ACTIVITY 1:
Pull out the passage about trees and toxins word for word, from "No. A single" up to and including "to each other.)".
ACTIVITY 2:
Keep writing the piece on tree height and toxin warfare, picking up right after its last sentence.

PAGE EXCERPT:
-=-=-
But nonetheless, here's an example of same species negative allelopathy, taken from the delightfully named "Chemical Warfare in Plants":

Proebsting and Gilmore (1940) related the problem of re-establishing peach trees in old peach orchards to the presence of toxic substances in the soil. Nutrient deficiency and pathogenic organisms were eliminated as causes after extensive analysis. Peach roots, root bark, and alcoholic extracts of peach roots were all found to be toxic to the growth of peach seedlings when added to virgin soil in which the seedlings were planted.

So, just to be clear, I'm not saying that we ever see trees selectively releasing toxins at other trees based on how tall the other trees are. Similarly to before, I am saying that all the individual components appear to be at least biologically possible, so it is worth asking the question of why we don't see it.

One simple answer might be that toxins aren't strong enough to have any deterrence effect, even when it is a bunch of trees all attacking a single tree. But here's a more fundamental reason: "grow to 20 meters, then stop, and punish any trees taller than 20 meters" is still not an evolutionarily stable strategy. Why? Because it loses to "grow to 20 meters, then stop". Trees following that strategy don't get punished, and don't have to spend any energy creating nasty biochemical weapons.

So "punisher" trees lose to "don't punish" trees, and then "don't punish" trees lose to "don't stop growing" trees. But wait, the "punisher" trees were designed to beat the "don't stop growing" trees. Does that mean we have a rock-paper-scissors situation?

No. A single "don't stop growing" tree will (by assumption) lose when placed in a forest of "punisher" trees. But a single "punisher" tree will not thrive in a forest of "don't stop growing" (aka normal) trees. It will attack all the trees around it, but it will use energy to do so, and the attacks won't be effective enough to keep the surrounding trees from being taller. (If the toxins were that effective, then even normal trees would use them to squash the competition and you would never see two trees next to each other.)
-=-=-
DATA RECORDS:

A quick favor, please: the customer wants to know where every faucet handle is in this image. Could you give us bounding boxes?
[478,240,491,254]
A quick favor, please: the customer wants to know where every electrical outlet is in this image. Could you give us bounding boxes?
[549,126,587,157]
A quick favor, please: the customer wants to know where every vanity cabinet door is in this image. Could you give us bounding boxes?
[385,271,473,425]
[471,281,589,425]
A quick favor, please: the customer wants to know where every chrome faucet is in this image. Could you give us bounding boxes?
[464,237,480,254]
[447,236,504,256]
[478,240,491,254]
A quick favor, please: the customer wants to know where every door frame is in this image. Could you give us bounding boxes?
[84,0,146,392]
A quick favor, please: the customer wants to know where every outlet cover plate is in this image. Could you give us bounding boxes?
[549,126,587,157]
-=-=-
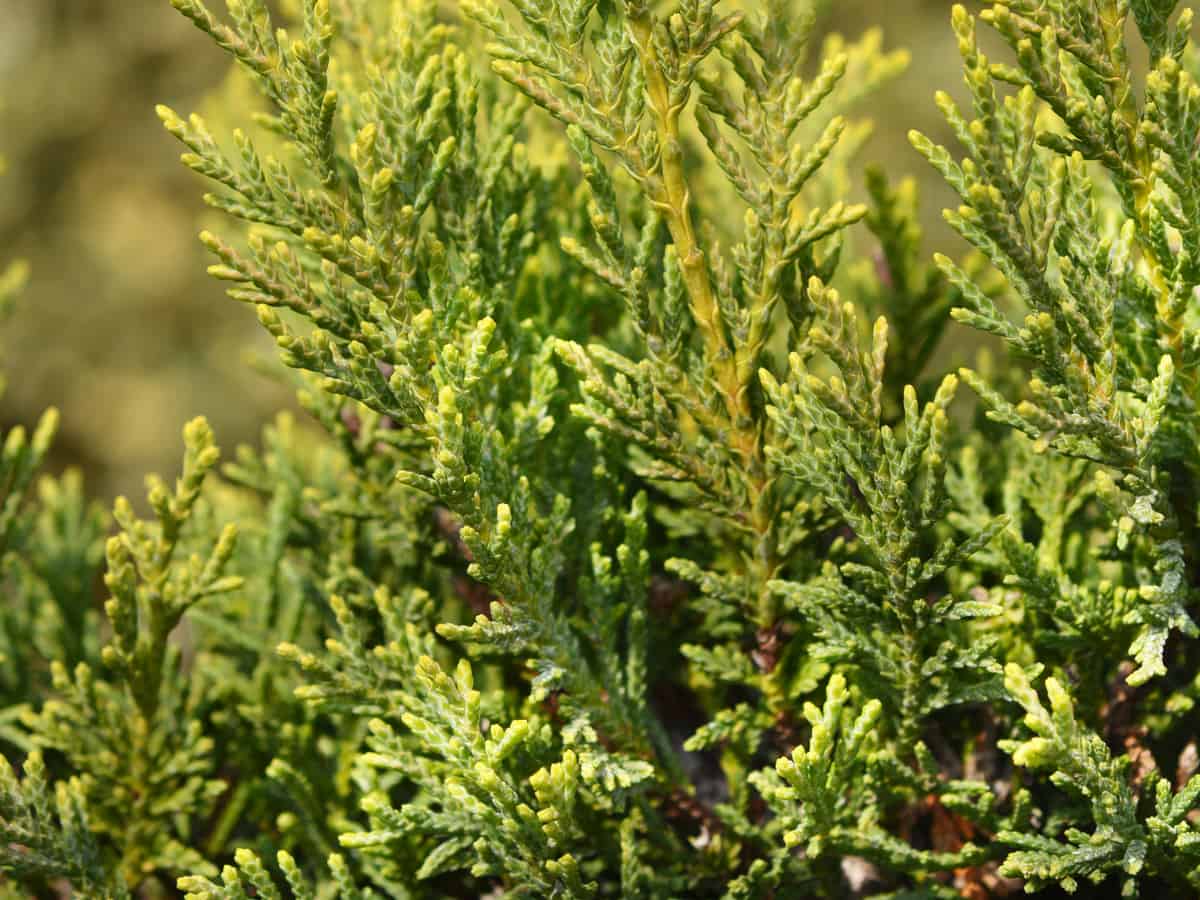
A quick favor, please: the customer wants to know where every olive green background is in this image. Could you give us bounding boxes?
-=-=-
EXERCISE RESULT 1:
No. A single "don't stop growing" tree will (by assumption) lose when placed in a forest of "punisher" trees. But a single "punisher" tree will not thrive in a forest of "don't stop growing" (aka normal) trees. It will attack all the trees around it, but it will use energy to do so, and the attacks won't be effective enough to keep the surrounding trees from being taller. (If the toxins were that effective, then even normal trees would use them to squash the competition and you would never see two trees next to each other.)

EXERCISE RESULT 2:
By contrast, a single "don't punish" tree will thrive in a forest of "punisher" trees, and a single "don't stop growing" tree will thrive in a forest of "don't punish" trees. This creates a ratchet effect, in that as long as there are "don't punish" trees, the "punisher" trees are doomed, and as long as there are "don't stop growing" trees, the "don't punish" trees are ultimately doomed as well.

Finally, we might consider the strategy "grow to 20 meters, then stop, and punish any taller trees, and punish any trees that don't punish other trees". This plan, if adopted by enough of the forest, is stable against the other strategies. It is reminiscent of the strategies that humans sometimes use to ensure cooperation: we punish people who break the law, but we also punish people who don't pay the taxes that pay for the police and jails used to punish people.

Sadly though, for all of its theoretical virtues, this final strategy utterly lacks biological viability. It's one thing to punish trees based on their height, which can in principle be assessed by shade patterns on leaves. But if tree A is releasing toxins from its root system into the root system of tree B, I'm hard pressed to come up with any mechanism by which tree C could reliably determine it.

To summarize, trees don't cooperate either because they can't punish defectors or because they can't punish the freeloaders who don't punish the defectors.

And that is why trees have to compete for sunlight, and that is why trees are tall.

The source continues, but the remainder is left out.